▶ [WHAT IS BEING ASKED]:
Pull out, word for word, the lines of the data starting at the one containing "job | pin one point per instance of the house" and ending at the last line of the data.

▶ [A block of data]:
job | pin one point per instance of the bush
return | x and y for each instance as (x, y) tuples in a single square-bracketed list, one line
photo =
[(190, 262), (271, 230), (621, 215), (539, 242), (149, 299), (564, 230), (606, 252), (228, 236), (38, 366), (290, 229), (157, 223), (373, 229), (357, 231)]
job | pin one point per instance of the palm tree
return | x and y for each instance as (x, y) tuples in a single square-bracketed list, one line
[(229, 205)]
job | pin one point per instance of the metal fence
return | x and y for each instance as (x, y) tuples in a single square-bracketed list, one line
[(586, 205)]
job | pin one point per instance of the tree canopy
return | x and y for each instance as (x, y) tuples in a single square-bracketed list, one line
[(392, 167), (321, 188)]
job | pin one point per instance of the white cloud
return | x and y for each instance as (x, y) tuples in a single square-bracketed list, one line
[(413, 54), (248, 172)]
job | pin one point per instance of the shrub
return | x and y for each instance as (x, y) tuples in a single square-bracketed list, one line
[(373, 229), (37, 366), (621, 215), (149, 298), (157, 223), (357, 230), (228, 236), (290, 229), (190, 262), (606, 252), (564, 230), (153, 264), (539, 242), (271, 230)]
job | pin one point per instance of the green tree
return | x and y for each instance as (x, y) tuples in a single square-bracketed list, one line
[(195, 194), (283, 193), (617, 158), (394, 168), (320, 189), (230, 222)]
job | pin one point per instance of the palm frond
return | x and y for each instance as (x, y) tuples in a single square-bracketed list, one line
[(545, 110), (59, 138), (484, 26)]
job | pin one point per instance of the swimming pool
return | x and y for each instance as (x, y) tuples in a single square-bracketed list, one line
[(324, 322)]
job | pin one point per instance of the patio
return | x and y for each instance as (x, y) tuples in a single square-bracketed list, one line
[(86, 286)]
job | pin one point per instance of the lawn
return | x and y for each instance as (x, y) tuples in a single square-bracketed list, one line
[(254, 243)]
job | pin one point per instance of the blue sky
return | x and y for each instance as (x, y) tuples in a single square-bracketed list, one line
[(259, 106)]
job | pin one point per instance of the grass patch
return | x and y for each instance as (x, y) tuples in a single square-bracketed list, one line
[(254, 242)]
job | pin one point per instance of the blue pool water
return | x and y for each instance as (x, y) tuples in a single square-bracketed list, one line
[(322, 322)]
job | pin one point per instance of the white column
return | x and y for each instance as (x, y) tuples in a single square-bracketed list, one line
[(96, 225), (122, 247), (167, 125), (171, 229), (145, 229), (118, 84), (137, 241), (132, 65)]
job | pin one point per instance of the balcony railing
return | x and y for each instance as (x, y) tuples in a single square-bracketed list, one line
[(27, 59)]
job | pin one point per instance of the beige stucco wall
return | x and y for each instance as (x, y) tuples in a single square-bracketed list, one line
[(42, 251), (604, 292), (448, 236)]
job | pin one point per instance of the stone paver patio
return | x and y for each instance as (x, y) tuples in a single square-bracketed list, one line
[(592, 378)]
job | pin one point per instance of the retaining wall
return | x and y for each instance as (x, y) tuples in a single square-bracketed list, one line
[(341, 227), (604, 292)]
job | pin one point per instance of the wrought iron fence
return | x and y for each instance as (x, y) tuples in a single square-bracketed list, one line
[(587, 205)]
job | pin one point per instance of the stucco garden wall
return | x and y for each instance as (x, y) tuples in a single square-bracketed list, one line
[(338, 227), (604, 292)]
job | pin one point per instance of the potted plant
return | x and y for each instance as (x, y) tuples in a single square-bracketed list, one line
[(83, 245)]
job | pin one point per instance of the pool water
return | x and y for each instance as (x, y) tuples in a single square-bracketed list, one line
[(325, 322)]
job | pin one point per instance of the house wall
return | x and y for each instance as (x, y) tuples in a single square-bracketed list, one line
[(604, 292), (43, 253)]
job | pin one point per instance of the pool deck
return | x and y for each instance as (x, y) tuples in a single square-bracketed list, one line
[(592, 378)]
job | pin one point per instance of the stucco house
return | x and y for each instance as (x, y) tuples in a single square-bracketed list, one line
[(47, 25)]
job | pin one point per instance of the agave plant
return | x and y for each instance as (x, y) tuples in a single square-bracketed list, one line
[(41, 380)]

▶ [RESULT]:
job | pin one point per instance of the house wall
return | x and y for each instance as (x, y) tuples in a single square-bracketed list, one line
[(604, 292), (43, 253)]
job | pin one point per instance of the pool deck
return | x and y for each instance as (x, y) tuples in a single square-bracketed list, one line
[(592, 378)]
job | pin one point per instance of the stucco house
return | x and y for each instance as (x, y) tuples in a single square-bracketed list, one line
[(47, 25)]
job | pin one point per instance of the agave plant
return | x and y for each instance as (x, y) tuples in a single square-bracketed list, one line
[(41, 380)]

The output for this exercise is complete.